----- MATERIAL PROVIDED -----
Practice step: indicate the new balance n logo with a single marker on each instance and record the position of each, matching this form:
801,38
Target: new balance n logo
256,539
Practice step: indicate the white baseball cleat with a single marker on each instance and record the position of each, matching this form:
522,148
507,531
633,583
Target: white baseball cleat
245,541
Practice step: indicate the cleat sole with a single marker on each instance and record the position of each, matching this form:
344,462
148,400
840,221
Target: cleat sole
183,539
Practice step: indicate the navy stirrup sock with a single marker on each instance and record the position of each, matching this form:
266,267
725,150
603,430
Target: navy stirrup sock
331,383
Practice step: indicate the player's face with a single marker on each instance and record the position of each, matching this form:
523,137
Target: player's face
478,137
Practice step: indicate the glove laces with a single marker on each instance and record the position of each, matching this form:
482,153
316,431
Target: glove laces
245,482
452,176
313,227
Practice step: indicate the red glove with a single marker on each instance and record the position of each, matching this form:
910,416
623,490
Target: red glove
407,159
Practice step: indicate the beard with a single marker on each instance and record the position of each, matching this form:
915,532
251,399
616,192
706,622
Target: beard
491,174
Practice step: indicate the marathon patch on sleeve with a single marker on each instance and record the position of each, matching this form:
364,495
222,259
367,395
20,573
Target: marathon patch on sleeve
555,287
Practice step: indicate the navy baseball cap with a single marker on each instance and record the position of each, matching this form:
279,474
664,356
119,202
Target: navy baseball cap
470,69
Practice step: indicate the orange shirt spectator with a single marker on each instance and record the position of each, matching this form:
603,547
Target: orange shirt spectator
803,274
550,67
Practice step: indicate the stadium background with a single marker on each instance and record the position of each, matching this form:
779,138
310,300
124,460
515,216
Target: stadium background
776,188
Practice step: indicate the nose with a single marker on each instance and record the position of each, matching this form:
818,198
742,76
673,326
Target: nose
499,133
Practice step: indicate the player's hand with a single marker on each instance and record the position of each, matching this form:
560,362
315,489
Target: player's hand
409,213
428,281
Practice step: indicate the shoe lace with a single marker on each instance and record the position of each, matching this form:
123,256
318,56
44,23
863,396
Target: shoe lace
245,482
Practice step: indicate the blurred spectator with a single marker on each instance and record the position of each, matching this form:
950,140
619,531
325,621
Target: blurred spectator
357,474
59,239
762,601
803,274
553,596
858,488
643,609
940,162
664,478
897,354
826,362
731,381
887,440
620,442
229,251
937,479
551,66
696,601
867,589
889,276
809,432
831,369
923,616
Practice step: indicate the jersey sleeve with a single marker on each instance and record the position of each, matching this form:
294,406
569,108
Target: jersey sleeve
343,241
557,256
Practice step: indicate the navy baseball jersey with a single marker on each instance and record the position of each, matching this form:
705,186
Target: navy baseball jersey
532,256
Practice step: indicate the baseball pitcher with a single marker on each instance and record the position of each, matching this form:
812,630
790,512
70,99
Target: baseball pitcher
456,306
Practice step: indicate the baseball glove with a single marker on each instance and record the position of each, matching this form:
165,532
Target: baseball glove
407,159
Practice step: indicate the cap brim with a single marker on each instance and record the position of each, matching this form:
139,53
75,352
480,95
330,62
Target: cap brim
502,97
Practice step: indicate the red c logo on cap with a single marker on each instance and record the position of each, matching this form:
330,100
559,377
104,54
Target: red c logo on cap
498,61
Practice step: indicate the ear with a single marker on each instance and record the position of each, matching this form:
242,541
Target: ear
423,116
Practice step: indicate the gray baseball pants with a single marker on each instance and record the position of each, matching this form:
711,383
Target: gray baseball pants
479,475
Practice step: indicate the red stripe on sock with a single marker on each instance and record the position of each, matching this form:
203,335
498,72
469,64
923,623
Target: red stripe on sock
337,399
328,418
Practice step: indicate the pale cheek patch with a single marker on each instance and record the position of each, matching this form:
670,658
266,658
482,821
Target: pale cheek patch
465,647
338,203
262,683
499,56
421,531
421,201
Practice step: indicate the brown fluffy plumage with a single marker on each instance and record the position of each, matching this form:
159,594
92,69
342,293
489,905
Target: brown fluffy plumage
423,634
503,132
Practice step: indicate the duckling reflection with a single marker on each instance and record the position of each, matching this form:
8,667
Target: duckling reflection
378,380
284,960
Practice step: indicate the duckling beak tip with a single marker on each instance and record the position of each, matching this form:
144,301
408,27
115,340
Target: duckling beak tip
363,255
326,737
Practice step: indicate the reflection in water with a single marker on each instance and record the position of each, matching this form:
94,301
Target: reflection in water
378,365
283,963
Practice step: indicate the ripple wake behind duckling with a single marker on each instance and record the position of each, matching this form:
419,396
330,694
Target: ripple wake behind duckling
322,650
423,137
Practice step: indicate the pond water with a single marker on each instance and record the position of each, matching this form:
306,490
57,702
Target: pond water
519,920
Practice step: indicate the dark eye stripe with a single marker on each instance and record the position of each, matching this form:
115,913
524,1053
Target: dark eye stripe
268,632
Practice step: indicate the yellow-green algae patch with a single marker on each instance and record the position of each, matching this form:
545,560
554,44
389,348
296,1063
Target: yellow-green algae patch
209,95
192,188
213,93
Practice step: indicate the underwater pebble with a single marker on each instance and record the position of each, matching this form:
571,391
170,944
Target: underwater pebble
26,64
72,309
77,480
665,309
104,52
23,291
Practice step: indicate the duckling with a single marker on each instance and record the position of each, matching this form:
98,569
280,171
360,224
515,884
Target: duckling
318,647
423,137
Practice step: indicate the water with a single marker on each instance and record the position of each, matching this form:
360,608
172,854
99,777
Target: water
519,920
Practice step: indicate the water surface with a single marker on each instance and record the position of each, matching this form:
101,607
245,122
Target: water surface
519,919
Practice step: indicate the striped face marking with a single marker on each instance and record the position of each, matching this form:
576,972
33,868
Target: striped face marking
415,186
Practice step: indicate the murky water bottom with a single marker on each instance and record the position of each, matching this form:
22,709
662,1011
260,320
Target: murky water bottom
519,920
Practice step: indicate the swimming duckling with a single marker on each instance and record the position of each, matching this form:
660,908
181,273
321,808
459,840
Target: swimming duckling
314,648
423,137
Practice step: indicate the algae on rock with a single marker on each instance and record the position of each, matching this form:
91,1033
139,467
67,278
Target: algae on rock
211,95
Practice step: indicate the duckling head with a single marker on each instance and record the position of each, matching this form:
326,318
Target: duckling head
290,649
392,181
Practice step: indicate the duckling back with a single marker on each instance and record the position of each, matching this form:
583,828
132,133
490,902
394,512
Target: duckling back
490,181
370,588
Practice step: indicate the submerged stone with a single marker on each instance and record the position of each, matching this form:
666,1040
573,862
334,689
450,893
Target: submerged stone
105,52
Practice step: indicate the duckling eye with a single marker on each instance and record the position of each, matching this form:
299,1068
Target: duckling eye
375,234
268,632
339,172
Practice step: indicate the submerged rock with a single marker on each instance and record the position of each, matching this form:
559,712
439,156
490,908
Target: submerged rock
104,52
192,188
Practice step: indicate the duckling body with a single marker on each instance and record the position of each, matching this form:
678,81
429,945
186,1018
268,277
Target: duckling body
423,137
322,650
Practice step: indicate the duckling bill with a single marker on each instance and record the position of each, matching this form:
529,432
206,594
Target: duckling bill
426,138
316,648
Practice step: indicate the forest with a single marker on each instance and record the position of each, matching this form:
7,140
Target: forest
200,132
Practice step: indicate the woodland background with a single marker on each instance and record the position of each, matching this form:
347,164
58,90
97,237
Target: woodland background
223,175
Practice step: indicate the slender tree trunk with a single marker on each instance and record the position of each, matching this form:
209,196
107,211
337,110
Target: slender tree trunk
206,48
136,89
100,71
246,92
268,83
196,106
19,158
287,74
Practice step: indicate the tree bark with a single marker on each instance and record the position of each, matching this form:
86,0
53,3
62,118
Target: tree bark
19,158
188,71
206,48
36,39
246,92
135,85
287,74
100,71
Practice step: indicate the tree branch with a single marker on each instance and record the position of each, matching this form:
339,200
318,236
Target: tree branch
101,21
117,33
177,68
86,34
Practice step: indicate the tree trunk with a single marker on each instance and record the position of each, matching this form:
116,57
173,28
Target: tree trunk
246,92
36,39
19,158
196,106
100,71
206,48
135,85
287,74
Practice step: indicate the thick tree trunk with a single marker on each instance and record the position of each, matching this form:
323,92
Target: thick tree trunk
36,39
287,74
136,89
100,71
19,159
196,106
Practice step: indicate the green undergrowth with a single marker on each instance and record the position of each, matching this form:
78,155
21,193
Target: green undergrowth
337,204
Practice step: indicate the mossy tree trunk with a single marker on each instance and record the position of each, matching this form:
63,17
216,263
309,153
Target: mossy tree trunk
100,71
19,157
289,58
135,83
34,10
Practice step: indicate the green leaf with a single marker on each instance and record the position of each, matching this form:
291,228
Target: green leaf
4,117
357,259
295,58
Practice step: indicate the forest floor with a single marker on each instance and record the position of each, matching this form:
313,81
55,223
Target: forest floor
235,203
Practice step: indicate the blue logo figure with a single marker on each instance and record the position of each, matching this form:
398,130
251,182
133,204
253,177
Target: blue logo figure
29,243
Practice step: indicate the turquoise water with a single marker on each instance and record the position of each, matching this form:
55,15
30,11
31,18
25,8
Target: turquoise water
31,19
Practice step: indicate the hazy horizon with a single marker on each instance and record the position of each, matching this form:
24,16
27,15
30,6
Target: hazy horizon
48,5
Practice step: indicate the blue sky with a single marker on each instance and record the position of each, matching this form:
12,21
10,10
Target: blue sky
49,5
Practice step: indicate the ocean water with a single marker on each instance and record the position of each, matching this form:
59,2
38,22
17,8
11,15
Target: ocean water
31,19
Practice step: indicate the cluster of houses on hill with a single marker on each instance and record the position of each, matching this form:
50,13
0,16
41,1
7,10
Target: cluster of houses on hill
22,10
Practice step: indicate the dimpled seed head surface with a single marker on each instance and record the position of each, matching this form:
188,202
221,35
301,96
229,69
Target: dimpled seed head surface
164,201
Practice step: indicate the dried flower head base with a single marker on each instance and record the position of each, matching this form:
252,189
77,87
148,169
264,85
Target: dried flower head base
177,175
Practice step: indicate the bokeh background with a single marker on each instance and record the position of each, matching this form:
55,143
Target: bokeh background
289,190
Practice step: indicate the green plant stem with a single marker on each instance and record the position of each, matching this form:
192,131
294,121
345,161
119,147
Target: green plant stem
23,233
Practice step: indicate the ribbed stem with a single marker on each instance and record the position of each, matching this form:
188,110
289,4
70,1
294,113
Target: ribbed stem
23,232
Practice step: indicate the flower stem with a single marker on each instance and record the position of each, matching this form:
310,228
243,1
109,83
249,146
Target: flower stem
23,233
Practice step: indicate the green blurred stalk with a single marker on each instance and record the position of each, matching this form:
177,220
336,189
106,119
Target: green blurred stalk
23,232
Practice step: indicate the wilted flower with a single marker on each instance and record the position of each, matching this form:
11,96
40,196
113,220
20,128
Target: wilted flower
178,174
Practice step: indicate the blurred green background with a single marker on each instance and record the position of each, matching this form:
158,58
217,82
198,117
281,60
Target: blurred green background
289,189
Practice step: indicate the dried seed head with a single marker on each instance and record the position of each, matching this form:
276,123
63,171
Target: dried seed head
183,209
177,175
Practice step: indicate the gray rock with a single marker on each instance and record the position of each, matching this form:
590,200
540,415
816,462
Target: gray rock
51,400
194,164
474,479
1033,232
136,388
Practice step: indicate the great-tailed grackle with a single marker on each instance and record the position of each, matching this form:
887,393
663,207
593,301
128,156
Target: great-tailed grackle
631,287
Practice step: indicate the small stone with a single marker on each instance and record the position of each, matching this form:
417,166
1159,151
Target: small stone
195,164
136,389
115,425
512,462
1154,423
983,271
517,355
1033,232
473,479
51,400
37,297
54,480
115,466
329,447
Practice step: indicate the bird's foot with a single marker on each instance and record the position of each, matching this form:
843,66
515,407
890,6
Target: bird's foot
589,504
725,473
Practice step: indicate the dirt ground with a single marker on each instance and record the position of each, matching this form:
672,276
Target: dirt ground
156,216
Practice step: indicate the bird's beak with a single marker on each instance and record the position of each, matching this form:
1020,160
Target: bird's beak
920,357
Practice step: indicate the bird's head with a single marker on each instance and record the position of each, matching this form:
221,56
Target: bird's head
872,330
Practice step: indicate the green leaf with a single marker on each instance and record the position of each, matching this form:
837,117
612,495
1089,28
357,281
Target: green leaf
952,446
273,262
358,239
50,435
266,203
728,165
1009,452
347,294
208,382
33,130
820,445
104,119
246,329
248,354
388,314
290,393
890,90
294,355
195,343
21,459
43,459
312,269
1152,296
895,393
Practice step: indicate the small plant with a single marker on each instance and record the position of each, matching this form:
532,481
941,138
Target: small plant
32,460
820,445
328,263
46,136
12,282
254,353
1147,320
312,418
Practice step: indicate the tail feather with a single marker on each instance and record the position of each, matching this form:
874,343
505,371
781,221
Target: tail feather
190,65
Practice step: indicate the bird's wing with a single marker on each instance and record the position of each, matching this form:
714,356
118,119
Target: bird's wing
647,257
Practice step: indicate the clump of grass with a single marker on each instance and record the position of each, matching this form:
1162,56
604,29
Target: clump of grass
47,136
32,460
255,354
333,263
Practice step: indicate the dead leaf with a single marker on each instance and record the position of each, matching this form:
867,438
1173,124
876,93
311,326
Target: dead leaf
-----
REQUIRED WORK:
Every line above with the string "dead" in it should be copied into the answer.

EXERCISE RESPONSE:
Practice step: indicate the dead leaf with a single marker on each instance and record the position of each, matching this form:
Target: dead leaf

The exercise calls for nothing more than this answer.